--- Start GIVEN RECORDS ---
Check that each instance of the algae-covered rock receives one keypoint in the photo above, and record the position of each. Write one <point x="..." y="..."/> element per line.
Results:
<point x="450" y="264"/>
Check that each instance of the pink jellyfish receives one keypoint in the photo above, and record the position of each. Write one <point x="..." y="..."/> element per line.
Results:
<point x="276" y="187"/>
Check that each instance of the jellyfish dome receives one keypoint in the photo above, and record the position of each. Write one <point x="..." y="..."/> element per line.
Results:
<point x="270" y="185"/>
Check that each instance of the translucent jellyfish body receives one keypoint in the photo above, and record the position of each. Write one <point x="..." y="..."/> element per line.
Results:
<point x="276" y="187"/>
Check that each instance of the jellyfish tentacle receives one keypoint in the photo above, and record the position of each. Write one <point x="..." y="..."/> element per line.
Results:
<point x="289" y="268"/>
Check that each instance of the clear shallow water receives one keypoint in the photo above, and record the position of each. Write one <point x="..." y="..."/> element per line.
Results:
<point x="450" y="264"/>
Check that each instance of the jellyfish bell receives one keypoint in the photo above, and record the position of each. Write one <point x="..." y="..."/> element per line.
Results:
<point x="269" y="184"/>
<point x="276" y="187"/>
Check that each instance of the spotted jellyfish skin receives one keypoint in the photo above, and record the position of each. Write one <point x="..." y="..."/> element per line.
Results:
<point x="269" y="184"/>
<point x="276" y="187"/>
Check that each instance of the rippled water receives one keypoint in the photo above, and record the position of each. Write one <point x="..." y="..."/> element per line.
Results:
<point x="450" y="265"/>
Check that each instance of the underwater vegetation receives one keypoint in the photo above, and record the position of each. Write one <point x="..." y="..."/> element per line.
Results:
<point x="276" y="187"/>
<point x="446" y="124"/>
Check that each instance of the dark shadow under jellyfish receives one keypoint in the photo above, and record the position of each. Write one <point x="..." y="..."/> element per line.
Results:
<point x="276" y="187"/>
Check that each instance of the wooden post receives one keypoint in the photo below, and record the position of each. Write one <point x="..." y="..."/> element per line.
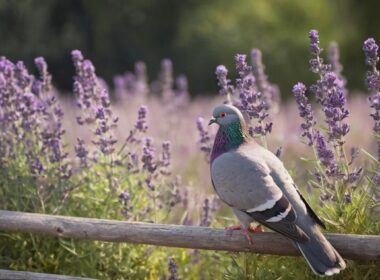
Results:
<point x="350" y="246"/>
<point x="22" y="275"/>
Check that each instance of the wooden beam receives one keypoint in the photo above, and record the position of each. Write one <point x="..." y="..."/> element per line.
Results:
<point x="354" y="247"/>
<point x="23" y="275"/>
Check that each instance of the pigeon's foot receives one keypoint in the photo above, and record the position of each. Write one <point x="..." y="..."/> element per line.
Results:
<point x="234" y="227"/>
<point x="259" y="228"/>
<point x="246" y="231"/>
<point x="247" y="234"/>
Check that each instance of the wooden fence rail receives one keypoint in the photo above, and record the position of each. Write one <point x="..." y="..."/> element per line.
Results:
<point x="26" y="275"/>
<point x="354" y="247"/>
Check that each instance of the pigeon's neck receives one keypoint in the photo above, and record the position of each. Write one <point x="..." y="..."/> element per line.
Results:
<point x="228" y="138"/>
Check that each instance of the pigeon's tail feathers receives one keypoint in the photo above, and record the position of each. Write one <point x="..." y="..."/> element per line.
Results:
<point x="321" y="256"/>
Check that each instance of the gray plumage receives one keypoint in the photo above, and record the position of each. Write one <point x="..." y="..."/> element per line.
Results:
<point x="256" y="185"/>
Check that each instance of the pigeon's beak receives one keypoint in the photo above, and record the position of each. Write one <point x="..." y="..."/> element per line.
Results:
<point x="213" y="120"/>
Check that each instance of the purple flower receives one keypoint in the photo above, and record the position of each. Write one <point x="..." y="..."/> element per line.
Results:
--- End GIVEN RECORDS ---
--- Start GIVEN RECORDS ---
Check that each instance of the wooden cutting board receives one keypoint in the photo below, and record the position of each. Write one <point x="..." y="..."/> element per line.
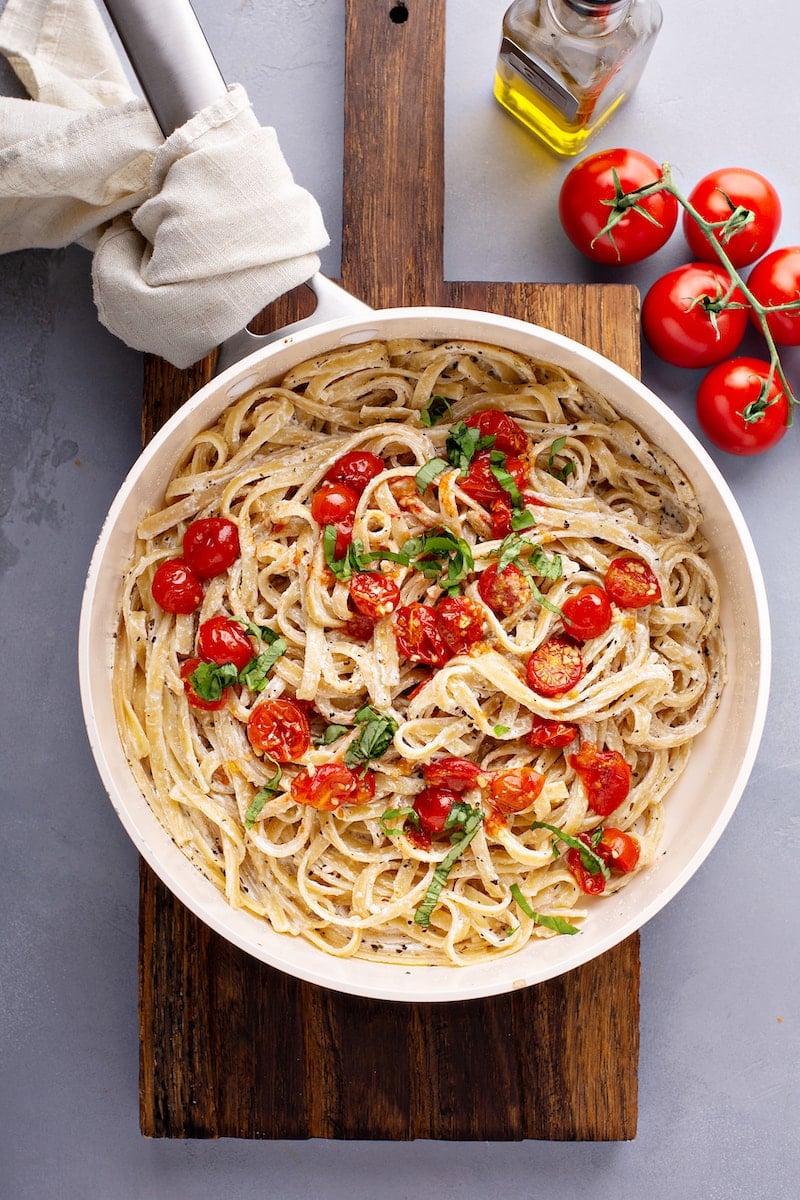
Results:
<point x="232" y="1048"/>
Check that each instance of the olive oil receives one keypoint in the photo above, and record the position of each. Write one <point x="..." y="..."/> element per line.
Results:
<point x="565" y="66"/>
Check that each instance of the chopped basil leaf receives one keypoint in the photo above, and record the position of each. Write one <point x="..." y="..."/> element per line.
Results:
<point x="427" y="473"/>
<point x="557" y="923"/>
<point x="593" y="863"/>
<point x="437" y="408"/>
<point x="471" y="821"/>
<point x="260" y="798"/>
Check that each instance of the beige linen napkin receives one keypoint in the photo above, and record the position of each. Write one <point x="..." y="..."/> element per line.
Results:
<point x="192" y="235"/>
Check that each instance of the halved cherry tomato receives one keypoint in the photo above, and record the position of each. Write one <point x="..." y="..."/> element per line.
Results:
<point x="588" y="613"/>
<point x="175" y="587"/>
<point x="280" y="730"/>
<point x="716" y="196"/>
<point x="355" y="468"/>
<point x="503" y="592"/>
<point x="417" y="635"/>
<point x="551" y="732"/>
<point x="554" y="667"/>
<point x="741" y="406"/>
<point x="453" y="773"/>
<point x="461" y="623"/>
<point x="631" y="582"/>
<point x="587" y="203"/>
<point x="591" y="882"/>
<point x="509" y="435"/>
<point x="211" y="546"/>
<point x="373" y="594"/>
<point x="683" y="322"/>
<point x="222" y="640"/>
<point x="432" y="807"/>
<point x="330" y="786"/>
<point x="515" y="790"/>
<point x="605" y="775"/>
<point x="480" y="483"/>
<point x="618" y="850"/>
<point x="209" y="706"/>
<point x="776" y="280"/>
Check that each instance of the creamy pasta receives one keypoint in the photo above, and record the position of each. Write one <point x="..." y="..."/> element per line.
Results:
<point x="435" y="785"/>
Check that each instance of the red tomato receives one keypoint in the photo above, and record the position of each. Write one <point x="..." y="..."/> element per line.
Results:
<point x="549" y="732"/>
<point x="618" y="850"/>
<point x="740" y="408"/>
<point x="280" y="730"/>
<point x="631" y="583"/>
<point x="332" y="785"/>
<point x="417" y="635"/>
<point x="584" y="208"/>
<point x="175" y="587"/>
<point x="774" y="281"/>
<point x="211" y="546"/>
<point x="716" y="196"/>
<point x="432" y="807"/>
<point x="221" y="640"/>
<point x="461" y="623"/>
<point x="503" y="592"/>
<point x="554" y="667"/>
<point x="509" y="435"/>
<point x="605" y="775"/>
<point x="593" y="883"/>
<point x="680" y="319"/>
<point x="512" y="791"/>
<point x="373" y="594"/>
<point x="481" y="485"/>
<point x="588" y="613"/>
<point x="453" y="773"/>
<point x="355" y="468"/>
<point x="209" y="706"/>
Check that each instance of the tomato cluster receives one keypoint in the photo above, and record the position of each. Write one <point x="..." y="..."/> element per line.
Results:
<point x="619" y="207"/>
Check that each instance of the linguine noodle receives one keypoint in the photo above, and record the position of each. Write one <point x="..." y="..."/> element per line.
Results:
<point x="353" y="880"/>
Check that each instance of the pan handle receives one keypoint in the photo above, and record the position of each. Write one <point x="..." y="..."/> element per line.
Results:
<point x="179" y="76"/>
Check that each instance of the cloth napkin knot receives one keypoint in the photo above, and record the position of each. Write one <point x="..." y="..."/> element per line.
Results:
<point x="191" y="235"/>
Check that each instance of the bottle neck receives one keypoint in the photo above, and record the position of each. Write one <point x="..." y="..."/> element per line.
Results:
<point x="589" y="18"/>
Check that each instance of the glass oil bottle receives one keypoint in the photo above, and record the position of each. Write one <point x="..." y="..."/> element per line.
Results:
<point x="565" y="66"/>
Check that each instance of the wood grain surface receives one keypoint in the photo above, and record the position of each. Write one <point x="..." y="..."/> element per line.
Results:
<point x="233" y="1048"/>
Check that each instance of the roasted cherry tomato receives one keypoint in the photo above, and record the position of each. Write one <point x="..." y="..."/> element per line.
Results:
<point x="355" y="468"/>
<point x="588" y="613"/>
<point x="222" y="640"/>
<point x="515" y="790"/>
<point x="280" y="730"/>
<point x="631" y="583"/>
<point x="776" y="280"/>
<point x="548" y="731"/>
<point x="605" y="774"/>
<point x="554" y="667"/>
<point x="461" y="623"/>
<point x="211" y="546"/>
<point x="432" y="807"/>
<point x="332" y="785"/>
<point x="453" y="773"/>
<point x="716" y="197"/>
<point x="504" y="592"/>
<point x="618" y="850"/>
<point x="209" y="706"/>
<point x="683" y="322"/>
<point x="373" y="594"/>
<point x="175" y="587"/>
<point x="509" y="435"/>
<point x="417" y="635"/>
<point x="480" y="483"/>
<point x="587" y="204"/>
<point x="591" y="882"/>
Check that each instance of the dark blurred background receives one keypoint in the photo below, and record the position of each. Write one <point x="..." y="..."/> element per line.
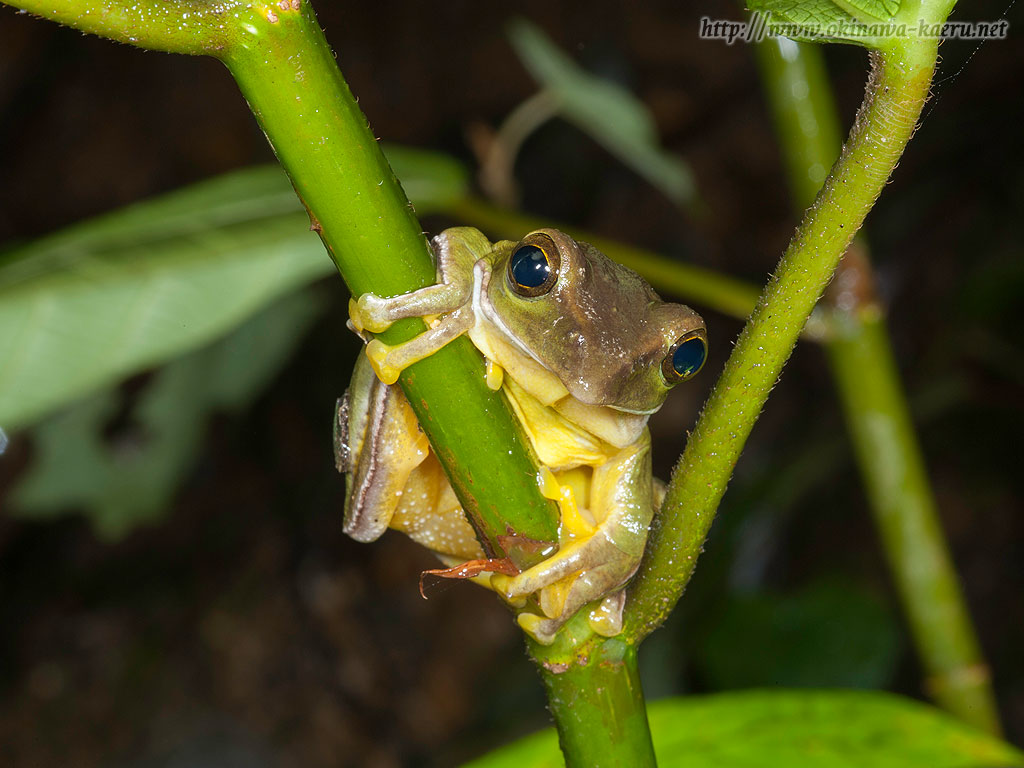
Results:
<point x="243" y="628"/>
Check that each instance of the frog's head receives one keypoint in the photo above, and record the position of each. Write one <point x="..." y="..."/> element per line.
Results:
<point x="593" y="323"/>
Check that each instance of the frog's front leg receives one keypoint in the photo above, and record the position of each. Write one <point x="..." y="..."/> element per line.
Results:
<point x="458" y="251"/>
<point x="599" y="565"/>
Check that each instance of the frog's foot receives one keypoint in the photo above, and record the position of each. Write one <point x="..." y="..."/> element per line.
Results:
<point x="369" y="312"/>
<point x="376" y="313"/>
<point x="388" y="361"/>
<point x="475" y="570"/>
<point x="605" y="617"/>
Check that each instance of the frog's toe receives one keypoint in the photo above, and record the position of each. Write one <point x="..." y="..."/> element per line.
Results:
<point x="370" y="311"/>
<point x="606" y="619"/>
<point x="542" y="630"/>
--- End GIVEN RECORDS ---
**TASK GOAL:** Find each line in the rows above that contains the word "neck" and copy those lines out whole.

**EXERCISE SOLUTION:**
Check that each instance of the pigeon's neck receives one keypoint in the photo above, and record the position of each. Write one <point x="..." y="..."/> element per line.
Check that each instance of the bottle neck receives one keypoint in the photo above, and record the position of each. Write one <point x="..." y="..."/> element per line.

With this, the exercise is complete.